DOCUMENT TEXT ::
········

IN THE SUPREME COURT OF BRITISH COLUMBIA

Citation:

Cowichan Bay Contractors Ltd. v.  Insurance Corporation of British Columbia,

 

2008 BCSC 1326

Date: 20081003

Docket: 05 1639

Registry: Victoria

Between:

Cowichan Bay Contractors Ltd.

Russell Lloyd Jackson

Plaintiffs

And:

Insurance Corporation of British Columbia

Defendant

Before: District Registrar Bouck

Reasons for Decision

Counsel for the Plaintiffs

J.M. Hutchison, Q.C.

Counsel for the Defendant

P.J. Penner

Date and Place of Hearing:

September 18, 2008

 

Victoria, B.C.

Introduction

[1]                This appointment concerns the assessment of the defendant’s bill of costs.  The costs were awarded to the defendant following the dismissal of the plaintiffs’ claim:  see 2008 BCSC 475 and (29 July 2008), Victoria Registry.

[2]                Mr. Hutchison was unable to obtain instructions from his clients regarding the bills of costs.  Nonetheless, he raises a number of objections with respect to the tariff portion of the bill.  The disbursements are not in issue.

The Proceeding

[3]                This action flows from the involvement of the plaintiff Russell Lloyd Jackson in a three vehicle accident on October 31, 2002.

········

Items listed in a dataset
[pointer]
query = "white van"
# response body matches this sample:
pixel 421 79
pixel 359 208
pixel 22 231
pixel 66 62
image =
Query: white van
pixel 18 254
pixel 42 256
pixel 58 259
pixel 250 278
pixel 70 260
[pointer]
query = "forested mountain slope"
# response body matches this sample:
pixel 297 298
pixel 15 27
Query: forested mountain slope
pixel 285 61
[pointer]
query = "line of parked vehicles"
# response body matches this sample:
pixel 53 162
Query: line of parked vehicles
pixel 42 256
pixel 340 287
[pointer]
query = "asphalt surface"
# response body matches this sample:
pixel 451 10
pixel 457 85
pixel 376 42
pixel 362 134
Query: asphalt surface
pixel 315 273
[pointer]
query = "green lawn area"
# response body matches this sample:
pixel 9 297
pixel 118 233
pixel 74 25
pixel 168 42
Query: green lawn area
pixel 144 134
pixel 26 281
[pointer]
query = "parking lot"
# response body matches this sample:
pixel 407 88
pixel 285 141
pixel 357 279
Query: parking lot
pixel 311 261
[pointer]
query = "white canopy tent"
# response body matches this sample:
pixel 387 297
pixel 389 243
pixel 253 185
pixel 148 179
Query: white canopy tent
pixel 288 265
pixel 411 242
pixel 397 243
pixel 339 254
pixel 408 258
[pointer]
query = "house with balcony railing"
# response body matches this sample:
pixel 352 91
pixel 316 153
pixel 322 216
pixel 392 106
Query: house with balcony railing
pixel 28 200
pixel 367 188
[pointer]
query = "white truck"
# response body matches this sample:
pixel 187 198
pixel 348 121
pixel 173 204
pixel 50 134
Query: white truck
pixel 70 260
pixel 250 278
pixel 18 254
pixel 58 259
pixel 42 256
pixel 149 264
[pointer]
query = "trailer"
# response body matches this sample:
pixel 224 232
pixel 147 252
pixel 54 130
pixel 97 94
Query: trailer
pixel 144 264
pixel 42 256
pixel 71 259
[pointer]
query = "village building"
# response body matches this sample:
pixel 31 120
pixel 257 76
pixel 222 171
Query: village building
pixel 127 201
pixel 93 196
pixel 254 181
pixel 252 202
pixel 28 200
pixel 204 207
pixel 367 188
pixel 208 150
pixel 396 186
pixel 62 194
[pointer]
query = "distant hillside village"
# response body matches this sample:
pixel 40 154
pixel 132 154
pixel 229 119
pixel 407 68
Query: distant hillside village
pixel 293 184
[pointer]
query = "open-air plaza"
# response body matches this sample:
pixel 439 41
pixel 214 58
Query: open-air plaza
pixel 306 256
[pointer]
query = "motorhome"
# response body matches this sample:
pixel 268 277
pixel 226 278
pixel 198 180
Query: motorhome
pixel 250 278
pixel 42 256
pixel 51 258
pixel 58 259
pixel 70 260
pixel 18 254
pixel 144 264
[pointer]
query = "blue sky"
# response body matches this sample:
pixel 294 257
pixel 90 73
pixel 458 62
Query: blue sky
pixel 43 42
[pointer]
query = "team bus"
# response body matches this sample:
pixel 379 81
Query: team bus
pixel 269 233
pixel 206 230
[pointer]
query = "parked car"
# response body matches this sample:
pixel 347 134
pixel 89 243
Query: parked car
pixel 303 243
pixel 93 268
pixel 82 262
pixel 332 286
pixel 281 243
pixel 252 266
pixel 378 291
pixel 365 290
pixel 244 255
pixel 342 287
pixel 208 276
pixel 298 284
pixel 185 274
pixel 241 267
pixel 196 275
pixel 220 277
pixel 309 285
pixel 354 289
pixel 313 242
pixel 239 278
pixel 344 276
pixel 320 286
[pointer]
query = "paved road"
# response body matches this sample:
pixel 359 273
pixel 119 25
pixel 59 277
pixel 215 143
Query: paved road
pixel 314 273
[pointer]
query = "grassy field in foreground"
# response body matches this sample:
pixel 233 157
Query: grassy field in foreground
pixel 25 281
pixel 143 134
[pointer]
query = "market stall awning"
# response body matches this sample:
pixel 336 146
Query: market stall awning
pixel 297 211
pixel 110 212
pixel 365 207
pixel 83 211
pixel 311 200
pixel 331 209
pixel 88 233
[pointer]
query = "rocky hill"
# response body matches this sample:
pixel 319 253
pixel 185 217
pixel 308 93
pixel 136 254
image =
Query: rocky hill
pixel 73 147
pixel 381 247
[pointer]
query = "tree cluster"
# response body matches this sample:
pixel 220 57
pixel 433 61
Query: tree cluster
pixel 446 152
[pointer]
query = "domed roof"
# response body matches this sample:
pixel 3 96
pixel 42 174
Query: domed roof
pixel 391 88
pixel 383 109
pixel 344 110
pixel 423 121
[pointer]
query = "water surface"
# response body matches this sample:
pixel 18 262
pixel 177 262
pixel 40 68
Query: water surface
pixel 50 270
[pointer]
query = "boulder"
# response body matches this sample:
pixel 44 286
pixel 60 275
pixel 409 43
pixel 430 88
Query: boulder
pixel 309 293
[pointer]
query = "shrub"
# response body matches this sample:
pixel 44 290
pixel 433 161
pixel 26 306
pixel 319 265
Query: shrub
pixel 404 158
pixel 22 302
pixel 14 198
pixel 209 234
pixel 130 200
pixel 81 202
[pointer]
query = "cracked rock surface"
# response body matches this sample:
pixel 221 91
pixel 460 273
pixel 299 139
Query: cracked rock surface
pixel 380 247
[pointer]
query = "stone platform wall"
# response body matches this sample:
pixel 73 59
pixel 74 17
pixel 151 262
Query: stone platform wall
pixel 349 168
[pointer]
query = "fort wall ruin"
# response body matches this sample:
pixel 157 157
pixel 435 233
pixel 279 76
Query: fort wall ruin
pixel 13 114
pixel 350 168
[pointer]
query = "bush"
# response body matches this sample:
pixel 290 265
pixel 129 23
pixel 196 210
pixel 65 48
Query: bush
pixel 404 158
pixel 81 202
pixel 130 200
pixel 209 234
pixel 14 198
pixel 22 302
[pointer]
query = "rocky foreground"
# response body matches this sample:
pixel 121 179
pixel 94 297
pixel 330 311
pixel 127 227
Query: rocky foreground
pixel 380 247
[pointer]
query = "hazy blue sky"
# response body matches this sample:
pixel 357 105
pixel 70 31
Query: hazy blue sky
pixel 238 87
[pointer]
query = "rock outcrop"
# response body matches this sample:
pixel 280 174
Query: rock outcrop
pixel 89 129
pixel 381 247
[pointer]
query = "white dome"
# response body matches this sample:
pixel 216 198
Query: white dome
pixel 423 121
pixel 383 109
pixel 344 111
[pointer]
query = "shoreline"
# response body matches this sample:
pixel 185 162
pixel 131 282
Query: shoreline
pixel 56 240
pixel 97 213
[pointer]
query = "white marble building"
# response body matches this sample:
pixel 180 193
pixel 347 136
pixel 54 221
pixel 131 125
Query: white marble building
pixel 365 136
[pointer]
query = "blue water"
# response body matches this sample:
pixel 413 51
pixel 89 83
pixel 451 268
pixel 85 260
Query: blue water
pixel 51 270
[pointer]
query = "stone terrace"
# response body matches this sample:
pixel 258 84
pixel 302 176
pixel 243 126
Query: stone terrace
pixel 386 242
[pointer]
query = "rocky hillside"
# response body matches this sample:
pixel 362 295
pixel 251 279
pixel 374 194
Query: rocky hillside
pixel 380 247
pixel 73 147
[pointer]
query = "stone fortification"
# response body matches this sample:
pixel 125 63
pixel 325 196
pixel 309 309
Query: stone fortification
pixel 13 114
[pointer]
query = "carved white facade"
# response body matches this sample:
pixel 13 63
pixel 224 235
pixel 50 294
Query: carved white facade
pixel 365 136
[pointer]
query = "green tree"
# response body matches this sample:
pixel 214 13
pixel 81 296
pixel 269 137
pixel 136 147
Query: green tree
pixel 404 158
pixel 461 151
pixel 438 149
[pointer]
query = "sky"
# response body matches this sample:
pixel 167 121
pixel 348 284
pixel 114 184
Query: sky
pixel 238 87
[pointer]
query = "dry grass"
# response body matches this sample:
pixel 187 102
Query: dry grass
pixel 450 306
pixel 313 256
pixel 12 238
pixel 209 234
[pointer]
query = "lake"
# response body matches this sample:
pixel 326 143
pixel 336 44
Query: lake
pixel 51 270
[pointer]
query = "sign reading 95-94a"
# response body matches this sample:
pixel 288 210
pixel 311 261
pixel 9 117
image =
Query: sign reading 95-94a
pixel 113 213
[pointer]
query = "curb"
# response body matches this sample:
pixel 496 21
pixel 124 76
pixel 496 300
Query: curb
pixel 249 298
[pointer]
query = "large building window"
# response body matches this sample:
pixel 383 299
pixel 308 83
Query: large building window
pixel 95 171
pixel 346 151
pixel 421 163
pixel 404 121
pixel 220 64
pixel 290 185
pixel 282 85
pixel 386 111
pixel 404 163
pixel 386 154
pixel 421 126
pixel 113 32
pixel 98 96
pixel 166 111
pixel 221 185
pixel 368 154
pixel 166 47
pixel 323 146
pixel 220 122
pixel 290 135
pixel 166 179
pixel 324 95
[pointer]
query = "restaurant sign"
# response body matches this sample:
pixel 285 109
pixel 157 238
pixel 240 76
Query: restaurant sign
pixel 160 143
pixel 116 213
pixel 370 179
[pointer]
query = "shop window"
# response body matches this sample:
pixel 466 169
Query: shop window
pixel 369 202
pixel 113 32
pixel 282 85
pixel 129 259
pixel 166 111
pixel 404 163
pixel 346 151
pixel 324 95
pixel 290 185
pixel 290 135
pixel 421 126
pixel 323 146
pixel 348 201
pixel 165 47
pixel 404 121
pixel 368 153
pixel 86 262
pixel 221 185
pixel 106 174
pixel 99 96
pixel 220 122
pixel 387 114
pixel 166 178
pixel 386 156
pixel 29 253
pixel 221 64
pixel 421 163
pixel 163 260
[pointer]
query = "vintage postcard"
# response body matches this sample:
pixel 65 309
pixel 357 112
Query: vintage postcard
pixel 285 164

········

WHAT YOU NEED TO DO :: Please copy out the whole court decision above, word for word.

EXERCISE RESPONSE ::
IN THE SUPREME COURT OF BRITISH COLUMBIA

Citation:

Cowichan Bay Contractors Ltd. v.  Insurance Corporation of British Columbia,

 

2008 BCSC 1326

Date: 20081003

Docket: 05 1639

Registry: Victoria

Between:

Cowichan Bay Contractors Ltd.

Russell Lloyd Jackson

Plaintiffs

And:

Insurance Corporation of British Columbia

Defendant

Before: District Registrar Bouck

Reasons for Decision

Counsel for the Plaintiffs

J.M. Hutchison, Q.C.

Counsel for the Defendant

P.J. Penner

Date and Place of Hearing:

September 18, 2008

 

Victoria, B.C.

Introduction

[1]                This appointment concerns the assessment of the defendant’s bill of costs.  The costs were awarded to the defendant following the dismissal of the plaintiffs’ claim:  see 2008 BCSC 475 and (29 July 2008), Victoria Registry.

[2]                Mr. Hutchison was unable to obtain instructions from his clients regarding the bills of costs.  Nonetheless, he raises a number of objections with respect to the tariff portion of the bill.  The disbursements are not in issue.

The Proceeding

[3]                This action flows from the involvement of the plaintiff Russell Lloyd Jackson in a three vehicle accident on October 31, 2002.